(Named object pointing entries)
★ ★ ★
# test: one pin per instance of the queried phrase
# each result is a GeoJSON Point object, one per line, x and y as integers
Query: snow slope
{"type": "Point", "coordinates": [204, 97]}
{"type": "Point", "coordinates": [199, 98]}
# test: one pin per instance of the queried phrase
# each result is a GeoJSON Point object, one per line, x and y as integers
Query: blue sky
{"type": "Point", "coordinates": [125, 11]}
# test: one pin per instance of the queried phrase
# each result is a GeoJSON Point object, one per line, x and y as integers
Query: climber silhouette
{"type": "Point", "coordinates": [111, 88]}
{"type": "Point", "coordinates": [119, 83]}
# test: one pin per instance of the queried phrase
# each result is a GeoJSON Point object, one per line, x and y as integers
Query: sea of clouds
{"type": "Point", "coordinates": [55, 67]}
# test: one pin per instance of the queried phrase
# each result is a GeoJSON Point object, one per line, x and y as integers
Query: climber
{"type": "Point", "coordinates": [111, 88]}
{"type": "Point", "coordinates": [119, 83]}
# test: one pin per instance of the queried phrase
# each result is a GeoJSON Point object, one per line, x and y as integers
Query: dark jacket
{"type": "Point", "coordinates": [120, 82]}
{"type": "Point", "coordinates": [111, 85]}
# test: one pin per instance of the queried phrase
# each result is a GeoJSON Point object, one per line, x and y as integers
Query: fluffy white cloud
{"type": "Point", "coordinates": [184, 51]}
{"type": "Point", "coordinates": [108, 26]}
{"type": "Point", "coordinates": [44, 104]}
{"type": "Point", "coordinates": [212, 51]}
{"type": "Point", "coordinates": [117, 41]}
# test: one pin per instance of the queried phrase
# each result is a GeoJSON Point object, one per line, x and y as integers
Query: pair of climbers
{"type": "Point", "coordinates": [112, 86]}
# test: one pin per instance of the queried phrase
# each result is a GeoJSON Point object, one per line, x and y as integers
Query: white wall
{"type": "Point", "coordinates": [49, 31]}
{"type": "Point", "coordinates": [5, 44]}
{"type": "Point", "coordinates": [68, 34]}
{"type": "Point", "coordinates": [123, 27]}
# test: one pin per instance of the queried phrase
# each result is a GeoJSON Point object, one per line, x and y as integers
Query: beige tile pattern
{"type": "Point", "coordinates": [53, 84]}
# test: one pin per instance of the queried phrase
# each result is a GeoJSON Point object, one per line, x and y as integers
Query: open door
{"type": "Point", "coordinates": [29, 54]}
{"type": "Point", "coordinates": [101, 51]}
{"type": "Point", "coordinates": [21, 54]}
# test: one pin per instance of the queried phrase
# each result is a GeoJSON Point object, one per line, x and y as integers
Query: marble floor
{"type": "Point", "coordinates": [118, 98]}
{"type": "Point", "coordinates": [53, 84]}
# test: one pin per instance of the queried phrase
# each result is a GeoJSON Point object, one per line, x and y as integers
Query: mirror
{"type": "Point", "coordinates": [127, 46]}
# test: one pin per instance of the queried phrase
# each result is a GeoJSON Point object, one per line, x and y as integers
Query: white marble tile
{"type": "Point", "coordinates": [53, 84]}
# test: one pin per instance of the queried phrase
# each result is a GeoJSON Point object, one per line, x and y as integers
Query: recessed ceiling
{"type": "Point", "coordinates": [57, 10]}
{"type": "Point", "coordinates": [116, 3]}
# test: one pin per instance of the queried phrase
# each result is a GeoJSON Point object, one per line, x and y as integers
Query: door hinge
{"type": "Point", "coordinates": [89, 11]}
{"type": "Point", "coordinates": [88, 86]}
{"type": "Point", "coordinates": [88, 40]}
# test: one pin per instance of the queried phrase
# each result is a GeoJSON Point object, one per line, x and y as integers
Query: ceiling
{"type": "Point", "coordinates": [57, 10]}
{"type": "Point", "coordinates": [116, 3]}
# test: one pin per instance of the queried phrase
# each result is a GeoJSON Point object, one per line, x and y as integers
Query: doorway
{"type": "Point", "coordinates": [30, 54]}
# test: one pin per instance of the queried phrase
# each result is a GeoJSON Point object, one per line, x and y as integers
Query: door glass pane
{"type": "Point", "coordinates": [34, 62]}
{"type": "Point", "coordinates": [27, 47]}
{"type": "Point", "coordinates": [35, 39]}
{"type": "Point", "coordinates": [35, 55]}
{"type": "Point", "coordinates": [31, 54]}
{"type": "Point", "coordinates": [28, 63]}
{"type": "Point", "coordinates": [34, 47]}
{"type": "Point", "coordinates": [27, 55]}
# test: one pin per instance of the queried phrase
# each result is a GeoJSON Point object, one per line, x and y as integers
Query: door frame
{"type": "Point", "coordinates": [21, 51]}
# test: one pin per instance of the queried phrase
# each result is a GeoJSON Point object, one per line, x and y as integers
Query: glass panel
★ ★ ★
TASK DESCRIPTION
Give back the whole listing exactly as it reads.

RESULT BELOW
# test: one pin per instance of the queried phrase
# each result is a GeoJSON Point object, one per line, x and y as integers
Query: snow slope
{"type": "Point", "coordinates": [204, 97]}
{"type": "Point", "coordinates": [199, 98]}
# test: one pin per instance of the queried phrase
# each result is a GeoJSON Point object, one per line, x and y as integers
Query: blue sky
{"type": "Point", "coordinates": [125, 11]}
# test: one pin per instance of the queried phrase
# each result is a GeoJSON Point object, one per line, x and y as integers
Query: climber silhouette
{"type": "Point", "coordinates": [111, 88]}
{"type": "Point", "coordinates": [119, 83]}
# test: one pin per instance of the queried phrase
# each result is a GeoJSON Point object, one per line, x and y as integers
Query: sea of clouds
{"type": "Point", "coordinates": [55, 67]}
# test: one pin per instance of the queried phrase
# each result is a GeoJSON Point object, one per line, x and y as integers
Query: climber
{"type": "Point", "coordinates": [111, 88]}
{"type": "Point", "coordinates": [119, 83]}
# test: one pin per instance of the queried phrase
# each result is a GeoJSON Point object, one per line, x and y as integers
Query: dark jacket
{"type": "Point", "coordinates": [120, 82]}
{"type": "Point", "coordinates": [111, 85]}
# test: one pin per instance of the queried phrase
# each result is a GeoJSON Point object, one per line, x and y as integers
Query: fluffy white cloud
{"type": "Point", "coordinates": [184, 51]}
{"type": "Point", "coordinates": [108, 26]}
{"type": "Point", "coordinates": [44, 104]}
{"type": "Point", "coordinates": [212, 51]}
{"type": "Point", "coordinates": [117, 41]}
# test: one pin per instance of the queried phrase
# each result is a GeoJSON Point object, one per line, x and y as integers
Query: pair of climbers
{"type": "Point", "coordinates": [112, 86]}
# test: one pin per instance of the queried phrase
# each result is a GeoJSON Point object, one per line, x and y as integers
Query: white wall
{"type": "Point", "coordinates": [49, 31]}
{"type": "Point", "coordinates": [5, 44]}
{"type": "Point", "coordinates": [68, 34]}
{"type": "Point", "coordinates": [123, 27]}
# test: one pin per instance of the queried phrase
# each result is a GeoJSON Point object, one per line, x and y as integers
Query: beige tile pattern
{"type": "Point", "coordinates": [53, 84]}
# test: one pin per instance of the queried phrase
# each result is a GeoJSON Point object, one per line, x and y as integers
Query: open door
{"type": "Point", "coordinates": [29, 54]}
{"type": "Point", "coordinates": [101, 51]}
{"type": "Point", "coordinates": [21, 54]}
# test: one pin per instance of the queried phrase
# each result is a GeoJSON Point object, one per line, x and y as integers
Query: marble floor
{"type": "Point", "coordinates": [118, 98]}
{"type": "Point", "coordinates": [53, 84]}
# test: one pin per instance of the queried phrase
# each result is a GeoJSON Point object, one per line, x and y as integers
Query: mirror
{"type": "Point", "coordinates": [127, 46]}
# test: one pin per instance of the queried phrase
# each result is a GeoJSON Point object, one per line, x and y as integers
Query: white marble tile
{"type": "Point", "coordinates": [53, 84]}
# test: one pin per instance of the queried phrase
# each result is a GeoJSON Point object, one per line, x and y as integers
Query: recessed ceiling
{"type": "Point", "coordinates": [57, 10]}
{"type": "Point", "coordinates": [116, 3]}
# test: one pin per instance of the queried phrase
# each result is a GeoJSON Point object, one per line, x and y as integers
Query: door hinge
{"type": "Point", "coordinates": [89, 11]}
{"type": "Point", "coordinates": [88, 86]}
{"type": "Point", "coordinates": [88, 40]}
# test: one pin per instance of the queried phrase
# each result is a GeoJSON Point object, one per line, x and y as integers
Query: ceiling
{"type": "Point", "coordinates": [57, 10]}
{"type": "Point", "coordinates": [116, 3]}
# test: one pin per instance of the queried phrase
# each result is a GeoJSON Point object, one per line, x and y as integers
Query: doorway
{"type": "Point", "coordinates": [30, 54]}
# test: one pin per instance of the queried phrase
# each result is a GeoJSON Point object, one per line, x and y as integers
Query: door glass pane
{"type": "Point", "coordinates": [34, 62]}
{"type": "Point", "coordinates": [27, 47]}
{"type": "Point", "coordinates": [35, 39]}
{"type": "Point", "coordinates": [35, 55]}
{"type": "Point", "coordinates": [31, 54]}
{"type": "Point", "coordinates": [28, 63]}
{"type": "Point", "coordinates": [34, 47]}
{"type": "Point", "coordinates": [27, 55]}
# test: one pin per instance of the queried phrase
# each result is a GeoJSON Point object, one per line, x and y as integers
Query: door frame
{"type": "Point", "coordinates": [21, 51]}
# test: one pin per instance of the queried phrase
# each result is a GeoJSON Point object, one per line, x and y as integers
Query: glass panel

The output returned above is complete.